## START Given entries
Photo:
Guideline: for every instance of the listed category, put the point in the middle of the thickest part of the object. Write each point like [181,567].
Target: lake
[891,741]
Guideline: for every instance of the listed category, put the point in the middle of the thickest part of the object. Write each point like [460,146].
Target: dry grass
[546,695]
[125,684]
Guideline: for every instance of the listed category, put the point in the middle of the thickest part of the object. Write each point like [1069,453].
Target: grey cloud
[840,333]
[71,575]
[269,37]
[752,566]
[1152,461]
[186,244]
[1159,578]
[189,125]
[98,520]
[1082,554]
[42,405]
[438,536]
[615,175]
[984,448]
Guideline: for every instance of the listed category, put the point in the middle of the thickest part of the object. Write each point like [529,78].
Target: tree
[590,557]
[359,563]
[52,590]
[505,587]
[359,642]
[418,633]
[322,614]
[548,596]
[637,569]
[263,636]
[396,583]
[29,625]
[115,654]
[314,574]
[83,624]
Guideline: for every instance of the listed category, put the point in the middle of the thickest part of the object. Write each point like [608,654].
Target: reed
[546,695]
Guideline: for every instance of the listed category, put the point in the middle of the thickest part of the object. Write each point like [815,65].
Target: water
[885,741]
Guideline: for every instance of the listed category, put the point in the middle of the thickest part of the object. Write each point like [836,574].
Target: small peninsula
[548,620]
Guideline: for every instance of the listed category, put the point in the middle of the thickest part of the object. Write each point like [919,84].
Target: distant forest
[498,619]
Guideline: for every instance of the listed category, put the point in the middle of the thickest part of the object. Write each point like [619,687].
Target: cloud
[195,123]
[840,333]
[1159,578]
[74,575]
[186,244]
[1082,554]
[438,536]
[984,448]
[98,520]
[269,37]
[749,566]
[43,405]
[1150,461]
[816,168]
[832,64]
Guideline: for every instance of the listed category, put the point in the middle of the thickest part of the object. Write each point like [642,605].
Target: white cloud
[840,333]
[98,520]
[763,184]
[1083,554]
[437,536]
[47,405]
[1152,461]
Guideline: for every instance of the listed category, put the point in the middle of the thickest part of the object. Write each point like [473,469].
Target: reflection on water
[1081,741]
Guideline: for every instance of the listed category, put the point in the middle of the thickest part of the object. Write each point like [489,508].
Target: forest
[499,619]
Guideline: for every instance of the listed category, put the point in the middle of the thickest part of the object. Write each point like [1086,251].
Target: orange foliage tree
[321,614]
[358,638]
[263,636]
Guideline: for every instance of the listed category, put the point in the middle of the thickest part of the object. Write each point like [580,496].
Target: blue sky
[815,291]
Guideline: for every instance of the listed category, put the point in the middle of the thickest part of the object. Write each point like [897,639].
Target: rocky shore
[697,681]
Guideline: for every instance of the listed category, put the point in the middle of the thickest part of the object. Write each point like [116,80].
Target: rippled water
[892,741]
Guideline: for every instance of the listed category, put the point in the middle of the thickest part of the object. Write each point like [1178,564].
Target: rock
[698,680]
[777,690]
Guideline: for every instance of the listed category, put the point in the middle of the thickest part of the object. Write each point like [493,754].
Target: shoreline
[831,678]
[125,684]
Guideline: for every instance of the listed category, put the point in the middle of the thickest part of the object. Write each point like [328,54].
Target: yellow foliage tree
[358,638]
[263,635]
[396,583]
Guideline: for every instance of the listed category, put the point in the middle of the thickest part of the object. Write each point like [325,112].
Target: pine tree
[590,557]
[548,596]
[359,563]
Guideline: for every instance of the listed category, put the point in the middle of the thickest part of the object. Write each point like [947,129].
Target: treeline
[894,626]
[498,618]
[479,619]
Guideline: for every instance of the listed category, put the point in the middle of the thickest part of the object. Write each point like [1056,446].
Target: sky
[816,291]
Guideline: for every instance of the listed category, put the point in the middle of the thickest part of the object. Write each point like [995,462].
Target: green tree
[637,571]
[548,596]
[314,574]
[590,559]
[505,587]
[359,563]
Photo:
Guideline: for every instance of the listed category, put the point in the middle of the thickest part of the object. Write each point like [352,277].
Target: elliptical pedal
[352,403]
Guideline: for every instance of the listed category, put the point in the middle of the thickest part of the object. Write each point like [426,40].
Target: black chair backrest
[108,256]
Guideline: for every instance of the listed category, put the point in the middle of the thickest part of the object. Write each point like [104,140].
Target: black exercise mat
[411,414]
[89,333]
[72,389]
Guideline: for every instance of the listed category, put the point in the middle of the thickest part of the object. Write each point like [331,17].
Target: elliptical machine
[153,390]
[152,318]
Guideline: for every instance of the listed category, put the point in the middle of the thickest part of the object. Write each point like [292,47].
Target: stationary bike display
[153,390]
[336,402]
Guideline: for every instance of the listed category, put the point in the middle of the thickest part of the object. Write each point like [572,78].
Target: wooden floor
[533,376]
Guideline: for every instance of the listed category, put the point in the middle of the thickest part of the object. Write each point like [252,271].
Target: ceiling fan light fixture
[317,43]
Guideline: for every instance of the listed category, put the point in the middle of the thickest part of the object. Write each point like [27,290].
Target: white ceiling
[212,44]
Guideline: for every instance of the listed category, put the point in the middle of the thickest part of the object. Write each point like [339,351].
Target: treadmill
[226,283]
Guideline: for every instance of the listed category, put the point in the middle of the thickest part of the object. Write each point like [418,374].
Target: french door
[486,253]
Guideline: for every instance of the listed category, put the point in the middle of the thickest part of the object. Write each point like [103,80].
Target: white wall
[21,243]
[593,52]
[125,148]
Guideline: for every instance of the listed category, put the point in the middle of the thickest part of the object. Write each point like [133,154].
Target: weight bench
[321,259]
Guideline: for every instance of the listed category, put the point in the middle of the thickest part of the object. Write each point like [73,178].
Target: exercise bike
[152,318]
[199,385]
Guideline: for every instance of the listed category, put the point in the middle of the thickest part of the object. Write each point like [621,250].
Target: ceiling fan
## END Given entries
Task instructions -> In the entries above, take the line containing "point like [292,47]." and each later line through the last, and repeat them exactly. Output nothing else.

Written solution ->
Guideline: for every instance of the listed category, put the point in the middle of the thickest part of the object. Write each point like [292,47].
Target: stationary bike display
[153,390]
[336,402]
Guideline: for every instance of the listed category, put the point in the middle of the thickest part of the object. Write each point like [572,78].
Target: wooden floor
[533,376]
Guideline: for every instance of the listed category, put the point in the middle of the thickest part of the object. Write each point like [252,271].
Target: ceiling fan light fixture
[317,43]
Guideline: for every instance of the listed category, put the point in the middle of the thickest part of the object. Write each point like [27,290].
Target: white ceiling
[212,44]
Guideline: for every instance of the listed category, put the point in the middle of the thickest part of the object. Write each point like [339,351].
Target: treadmill
[226,283]
Guideline: for every instance of the listed category, put the point in the middle of the thickest part of the object. Write each point like [418,374].
Target: french door
[486,253]
Guideline: for every instance of the listed category, put the point in the middle of the thickest part of the object. Write each point like [103,80].
Target: white wall
[21,243]
[593,52]
[125,148]
Guideline: for every instance of the listed category, put the point in the middle of the thickest part of the object. Write each point like [133,154].
Target: weight bench
[321,259]
Guideline: for every instance of the listed category, put the point in the middle of the thickest part of the object. Write each point like [73,178].
Target: exercise bike
[152,318]
[199,385]
Guideline: for every instance of the listed category, put the point in the middle of the thickest part of the object. Write each point like [621,250].
Target: ceiling fan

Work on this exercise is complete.